2. The method according to claim 1, wherein the performing the feature mapping on the visual feature to obtain the first target feature of the target picture comprises:
performing non-linear transformation on the visual feature by using a target mapping function, to obtain the first target feature of the target picture.
3. A model training method, comprising:
obtaining training sample data, wherein the training sample data comprises a training picture and a semantic label of character information in the training picture;
obtaining a second target feature of the training picture and a third target feature of the semantic label respectively, wherein the second target feature is obtained based on visual feature mapping of the training picture, the third target feature is obtained based on language feature mapping of the semantic label, and a feature space of the second target feature matches with a feature space of the third target feature;
inputting the second target feature into a character recognition model for character recognition, to obtain a second character recognition result of the training picture; and inputting the third target feature into the character recognition model for character recognition, to obtain a third character recognition result of the training picture;
updating a parameter of the character recognition model based on the second character recognition result and the third character recognition result.
4. The method according to claim 3, wherein, the updating the parameter of the character recognition model based on the second character recognition result and the third character recognition result comprises:
determining first difference information between the second character recognition result and the semantic label, and determining second difference information between the third character recognition result and the semantic label;
updating the parameter of the character recognition model based on the first difference information and the second difference information.
5. The method according to claim 3, wherein, a language feature of the semantic label is obtained in the following ways:
performing vector encoding on a target semantic label to obtain character encoding information of the target semantic label, wherein a dimension of the target semantic label matches a dimension of the visual feature of the training picture, and the target semantic label is determined based on the semantic label;
performing feature encoding on the character encoding information to obtain the language feature of the semantic label.

Brief:
Decide whether each statement below agrees with the claims above, and answer yes or no for each, quoting the words of the claims that decide it.
1. The third target feature comes from language feature mapping of the semantic label.
2. Under claim 4, the parameter of the character recognition model is updated using only the difference between the second character recognition result and the semantic label.
3. Under claim 2, a linear transformation is applied to the visual feature.

Records provided:

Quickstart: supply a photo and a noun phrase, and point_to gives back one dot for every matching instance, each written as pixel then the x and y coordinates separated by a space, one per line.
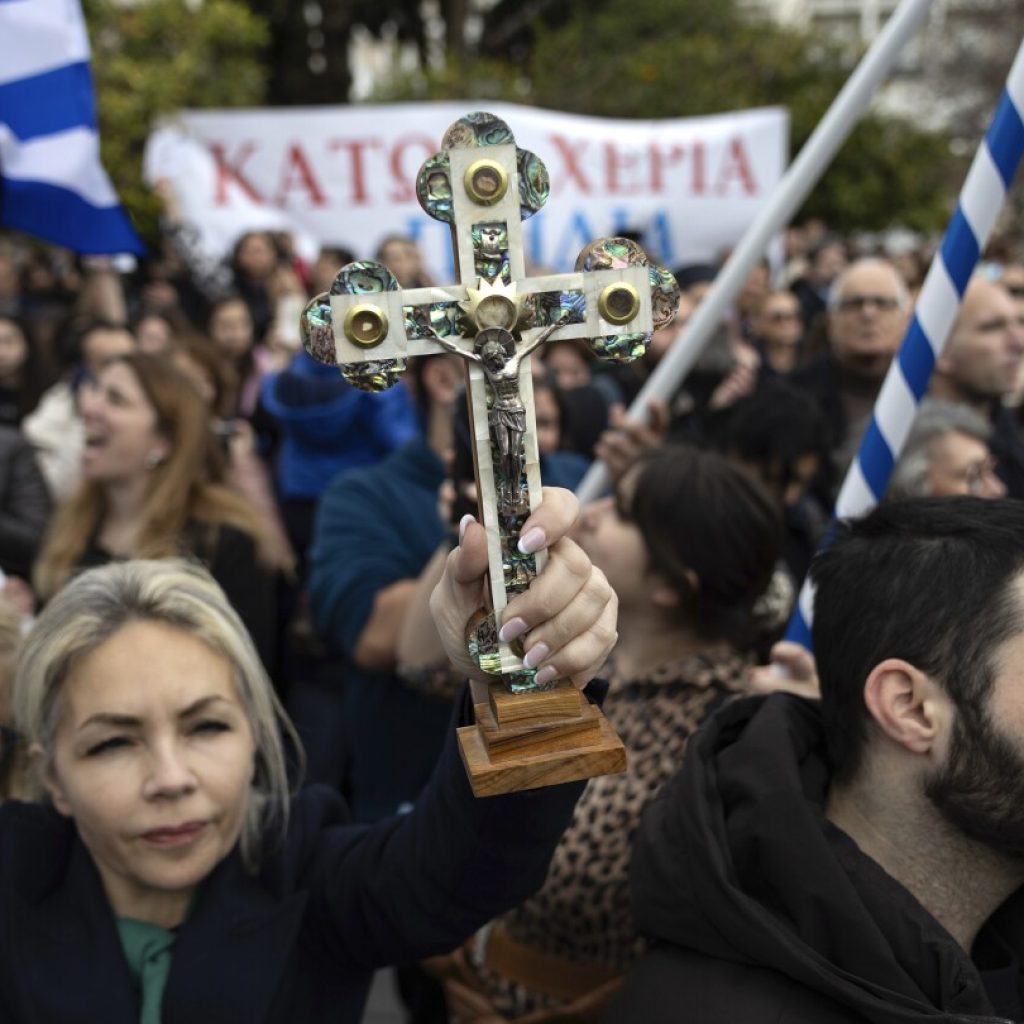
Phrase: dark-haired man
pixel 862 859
--
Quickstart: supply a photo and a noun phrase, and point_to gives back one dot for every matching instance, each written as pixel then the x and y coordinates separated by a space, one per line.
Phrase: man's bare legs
---
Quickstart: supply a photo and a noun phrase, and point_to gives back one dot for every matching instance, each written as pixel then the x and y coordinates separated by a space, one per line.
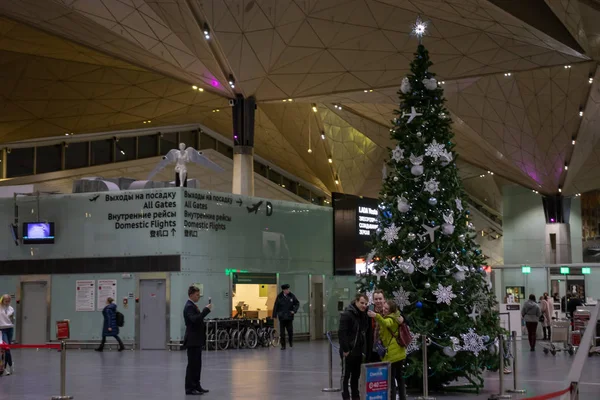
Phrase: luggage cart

Result below:
1. Yes: "the third target feature is obtained based on language feature mapping of the semantic label"
2. No: "updating the parameter of the character recognition model based on the first difference information and the second difference information"
3. No: "performing non-linear transformation on the visual feature by using a target mapping function"